* The task: Every record must be copied exactly.

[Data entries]
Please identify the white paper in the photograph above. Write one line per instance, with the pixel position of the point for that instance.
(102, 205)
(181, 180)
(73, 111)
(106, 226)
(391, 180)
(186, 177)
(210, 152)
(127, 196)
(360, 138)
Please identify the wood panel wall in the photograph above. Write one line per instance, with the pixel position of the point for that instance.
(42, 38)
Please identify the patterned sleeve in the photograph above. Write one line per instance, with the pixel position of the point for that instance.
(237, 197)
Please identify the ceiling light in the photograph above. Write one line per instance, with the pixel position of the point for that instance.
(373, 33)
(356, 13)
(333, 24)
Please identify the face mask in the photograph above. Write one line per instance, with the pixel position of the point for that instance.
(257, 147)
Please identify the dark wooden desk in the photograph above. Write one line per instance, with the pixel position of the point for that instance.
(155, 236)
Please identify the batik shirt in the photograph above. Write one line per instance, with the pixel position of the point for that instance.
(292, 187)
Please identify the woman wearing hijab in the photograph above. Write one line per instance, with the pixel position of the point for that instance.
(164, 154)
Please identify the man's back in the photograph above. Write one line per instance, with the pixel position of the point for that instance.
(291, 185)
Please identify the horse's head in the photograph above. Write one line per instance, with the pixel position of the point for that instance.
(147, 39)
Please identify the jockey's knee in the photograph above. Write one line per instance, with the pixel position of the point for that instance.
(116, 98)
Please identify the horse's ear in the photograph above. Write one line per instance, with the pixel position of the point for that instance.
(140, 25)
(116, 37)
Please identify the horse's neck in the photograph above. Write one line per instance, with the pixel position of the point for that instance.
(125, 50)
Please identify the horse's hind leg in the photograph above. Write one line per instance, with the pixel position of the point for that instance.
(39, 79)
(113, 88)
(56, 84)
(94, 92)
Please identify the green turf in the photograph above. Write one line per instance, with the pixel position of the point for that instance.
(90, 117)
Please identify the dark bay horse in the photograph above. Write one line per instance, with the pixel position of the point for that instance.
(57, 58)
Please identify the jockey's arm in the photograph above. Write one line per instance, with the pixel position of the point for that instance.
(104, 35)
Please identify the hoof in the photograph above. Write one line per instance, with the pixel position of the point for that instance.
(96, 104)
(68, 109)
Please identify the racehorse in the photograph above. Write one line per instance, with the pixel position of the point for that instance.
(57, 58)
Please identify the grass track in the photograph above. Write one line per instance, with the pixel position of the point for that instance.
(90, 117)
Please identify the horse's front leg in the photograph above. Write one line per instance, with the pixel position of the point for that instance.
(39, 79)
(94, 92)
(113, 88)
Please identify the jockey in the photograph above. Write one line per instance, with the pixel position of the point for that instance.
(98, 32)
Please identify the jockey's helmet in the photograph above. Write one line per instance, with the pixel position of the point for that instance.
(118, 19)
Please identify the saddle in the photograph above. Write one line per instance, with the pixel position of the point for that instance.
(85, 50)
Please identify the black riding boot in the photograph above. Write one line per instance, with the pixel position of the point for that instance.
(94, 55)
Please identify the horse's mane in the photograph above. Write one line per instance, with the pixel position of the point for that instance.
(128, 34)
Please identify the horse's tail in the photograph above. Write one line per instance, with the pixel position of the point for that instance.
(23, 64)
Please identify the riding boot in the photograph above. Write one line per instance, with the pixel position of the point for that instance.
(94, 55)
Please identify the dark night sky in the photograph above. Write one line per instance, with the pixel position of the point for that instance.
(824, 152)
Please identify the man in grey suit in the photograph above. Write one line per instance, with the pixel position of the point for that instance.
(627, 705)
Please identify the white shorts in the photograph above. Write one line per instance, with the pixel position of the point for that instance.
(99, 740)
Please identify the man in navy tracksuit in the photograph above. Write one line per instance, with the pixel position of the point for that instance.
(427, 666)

* Result below:
Please identify the white paper in the photograph above. Write one line per instance, with the pixel position of the point for that instance.
(102, 205)
(181, 180)
(73, 111)
(106, 226)
(391, 180)
(186, 177)
(210, 152)
(127, 196)
(360, 138)
Please identify the wood panel wall in the photograph above. Write one line per instance, with the pixel position of the point for that instance.
(42, 38)
Please identify the patterned sleeve in the photograph above. Write one line per instance, with the pixel position of the point for that instance.
(237, 197)
Please identify the ceiling light in the photograph above. Write one line per instance, with the pixel position of the point for that instance.
(373, 33)
(356, 13)
(333, 24)
Please identify the face mask in the photograph above. Write one line per instance, with the pixel position of the point for that instance.
(257, 147)
Please identify the dark wooden desk in the photograph above. Write one line per instance, with the pixel position of the point for that instance.
(155, 236)
Please identify the batik shirt in the photograph above. Write one line per instance, with the pixel position of the point for that instance.
(292, 187)
Please identify the woman wearing hijab in the photograph above. Write one line per instance, with the pixel position of the point for that instance.
(164, 154)
Please identify the man's back in the photograph above. Write one line per instance, with the pixel position of the point for that instance.
(291, 185)
Please identify the horse's head in the photograph above. Write one line per instance, with the pixel position of the point for that instance.
(147, 39)
Please identify the jockey's knee in the photograph above. Write one line per instance, with the pixel position of the point for that instance.
(116, 98)
Please identify the horse's ear in the photograph above. Write one line per instance, with the pixel position of the point for that instance.
(140, 25)
(116, 37)
Please identify the horse's neck in the photograph above. Write one line per instance, with the pixel position of the point for that instance.
(125, 50)
Please identify the horse's hind leg in the photograph above. Write one line per instance, with the pixel position of the point for that instance.
(39, 79)
(113, 88)
(56, 84)
(94, 92)
Please identify the green turf in the photograph above. Write one line per instance, with the pixel position of the point for that instance.
(90, 117)
Please identify the dark bay horse in the photograph above. Write one line per instance, with the pixel position of the point for that instance.
(57, 58)
Please identify the jockey's arm in the photograph above. Write one line per instance, with the pixel position of the point for that instance.
(104, 35)
Please identify the hoof in the photograph above. Write one line per instance, with the pixel position of the point for that instance.
(96, 104)
(68, 109)
Please identify the racehorse in the photograph above. Write one line per instance, with the pixel position of the point for that instance.
(57, 58)
Please identify the grass track in the photograph above. Write one line per instance, with the pixel position of the point for that instance.
(90, 117)
Please identify the horse's front leg in the photograph above. Write one line per instance, with the pixel position of the point for that instance.
(39, 79)
(94, 92)
(113, 88)
Please identify the jockey in the photograph above. Write one line per instance, with the pixel position of the point for that instance.
(98, 32)
Please identify the jockey's helmet in the photograph above. Write one line per instance, with the pixel position of the point for that instance.
(118, 19)
Please identify the saddle in the photograph above. Write one line per instance, with the pixel position of the point for that instance.
(85, 50)
Please identify the black riding boot in the photograph above. Write one line per instance, with the pixel position of the point for that instance.
(94, 55)
Please identify the horse's mane in the photograph above. Write one line per instance, with the pixel position of the point for that instance.
(128, 34)
Please identify the horse's tail in the photograph above. Write one line per instance, with the pixel position of the point for that instance.
(23, 64)
Please identify the riding boot in the photograph above. Write one line per instance, with the pixel position of the point for that instance.
(94, 55)
Please identify the dark night sky in the photograph above. Write one line per instance, with the pixel position of the point for that instance.
(824, 152)
Please identify the man in grey suit in the photograph above. Write one line per instance, with the pixel position of the point for that instance.
(627, 705)
Please identify the white shorts in the photograph above. Write one line per instance, with the pixel position of the point for that instance.
(99, 740)
Please identify the man in navy tracksuit in the photograph above. Write one line per instance, with the pixel position of the point for that instance.
(427, 666)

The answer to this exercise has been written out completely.